━━ SOURCE PASSAGE

Two number sixes and a false nine
Managers and commentators have now begun to get more nuanced in their use of numbers-as-positions. So you have formations with two number sixes or a false nine. So you can find a manager at the start of the Premier League’s 2016/17 season saying something like this about the role of one of his players:
“Yes, his passing is amazing but my passing is also amazing without pressure. There are many players with a great pass but to be there and put the ball in the net is the most difficult thing to find. So, for me, he will be a nine or a 10 – a nine and a half maybe – but not a six and not even an eight.”
Jose Mourinho was, of course, talking about the Manchester United legend Wayne Rooney. It would be nigh on impossible to better communicate the past and future role of such a star player to an expert audience of football journalists without using more than three sentences.
Rooney now plays with the number 10. One or two of his colleagues are less pleased with their new squad number. Anthony Martial played the previous season as the number 9, but had to pass on his beloved number to a newcomer in the team, one who might indeed be considered a more traditional centre forward: Zlatan Ibrahimovic. He was obliged to do so, even though he had apparently trademarked “AM9”. So in 2016/2017, Martial plies his trade as the number 11, which we’ve seen is the traditional number for the left winger. Another striker and sensational young talent, Marcus Rashford, takes to the pitch with the number 19. At least the 18-year old still gets to have the number 9 on his back.
Time will tell how successful the three “number nines” are with the numbers 9, 11 and 19 on their respective shirts.
This example demonstrates a common “rule” in football. Older, more expensive or more successful players (or simply those who play regularly) tend to get priority when it comes to choosing shirt numbers. This natural hierarchy might be a device to ensure a quick end to disputes between players and avoid unnecessary conflict.
Thomas Müller, who wears the number 25 at Bayern Munich, has explained in detail why he wears the number 13 when playing for Germany. He had the choice of 4, 13 and 14, at which point he thought, “Hey, didn’t the old one wear 13?”, and that was that.
Germany and the number 13
By “the old one” he meant, of course, Gerd Müller. Müller G. began playing for his country after the 1966 World Cup, when the team already had its own legendary centre forward in the shape of Uwe Seeler. And Seeler wore (what else?) the number 9. After finishing as top scorer at the 1970 World Cup with 13 on his back, Müller decided to stick with his new lucky number – even though he still played with the number 9 for Bayern Munich throughout the 70s. And so it was that the German’s number 13 scored the winning goal in the 1974 World Cup final.
Thomas Müller, meanwhile, has also finished a world cup as the tournament’s top scorer and with the squad number 13 – this time in South Africa. Some might say it’s no wonder he is ambivalent about wearing 9 or 13. After all, he was born on 13.9.1989.
But we’re still not finished. The number 13 really is the definitive guarantee for goals in the German national team. No other number on a German shirt has scored so many goals in the finals of a world cup. Max Morlock, for example, scored during the “Miracle of Bern” and shot Germany to the 1954 title with his six goals across the tournament. You might recognise some other German number 13s who’ve scored at the world’s biggest football event: Uwe Reinders, Karlheinz Riedle, Rudi Völler and Michael Ballack!

━━━━
━━ SOURCE DATA

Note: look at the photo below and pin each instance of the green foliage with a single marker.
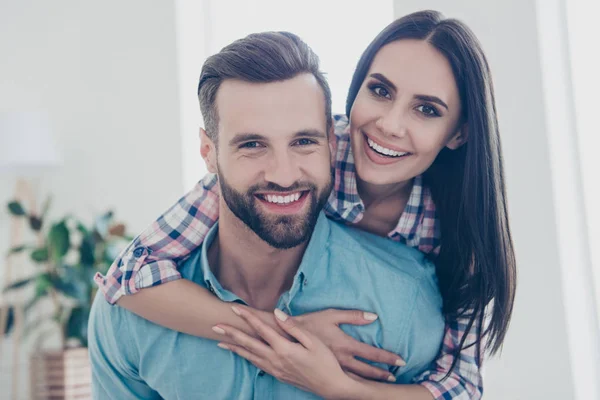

━━━━

> REQUESTS:
1. In the passage on football shirt numbers, which number did Gerd Müller wear for Bayern Munich throughout the 70s?
2. Write the next part of the passage on football shirt numbers, picking up after its final sentence.

> RESULTS IN ORDER:
1. The number 9.

2.
Choosing a shirt number can, however, also backfire, as goalkeeping legend Gianluigi Buffon discovered.
Bosman and the growing number of transfers in European leagues increased squad sizes and made it necessary to allocate numbers past 30 or even 40. In the 2000/2001 season at Parma, Buffon initially wore the number 88, not knowing that this is a Nazi symbol (H is the eighth letter of the alphabet, so 88 stands for HH or Heil Hitler). His cause wasn’t helped, either, by his ignorance of the fascist origins of the “Boia chi molla” (roughly translated as “to hell with those who give up”) phrase he’d proudly displayed on his vest the season before. His explanation for his choice of 88 contained a few surprises:
“I have chosen 88 because it reminds me of four balls and in Italy we all know what it means to have balls: strength and determination” – “And this season I will have to have balls to get back my place in the Italy team.”
He continued: “At first I didn’t choose 88,” he explained. “I wanted 00 but the league told me that was impossible. I also considered 01 but that was not considered a proper number. I liked 01 because it was the number on the General Lee car in the TV series the Dukes of Hazzard.”
He changed his number, of course, and subsequently played for Parma with the number 77. The choice caused him no further trouble, even if 77 means “ladies legs”, “the devil” or “horns” in Italian bingo (“le cambe delle donne” / “I diavoletti” / “le corna”). He switched to Juventus at the end of the season, where he took a more conservative route by playing with the number 1.
Coincidence? Destiny? 21?
Andrea Pirlo – another Italian great and world cup winner (2006) – has worn the number 21 for both club and country for years. He explained why in his autobiography, as quoted by 90min.com:
“My dad was born on the 21st. It’s also the day I got married and made my debut in Serie A…it became my shirt number early on and I’ve never let it go.”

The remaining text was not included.